#### [Records for this exercise]
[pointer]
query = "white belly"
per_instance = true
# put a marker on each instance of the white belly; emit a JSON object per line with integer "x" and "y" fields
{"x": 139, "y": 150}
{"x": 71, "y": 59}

#### [Short problem]
Convert every line of the items above into a Markdown table with two columns, Row and Line, skipping any blank lines.

#### [In response]
| Row | Line |
|---|---|
| 1 | [pointer] |
| 2 | query = "white belly" |
| 3 | per_instance = true |
| 4 | # put a marker on each instance of the white belly; emit a JSON object per line with integer "x" and "y" fields |
| 5 | {"x": 139, "y": 150} |
| 6 | {"x": 71, "y": 59} |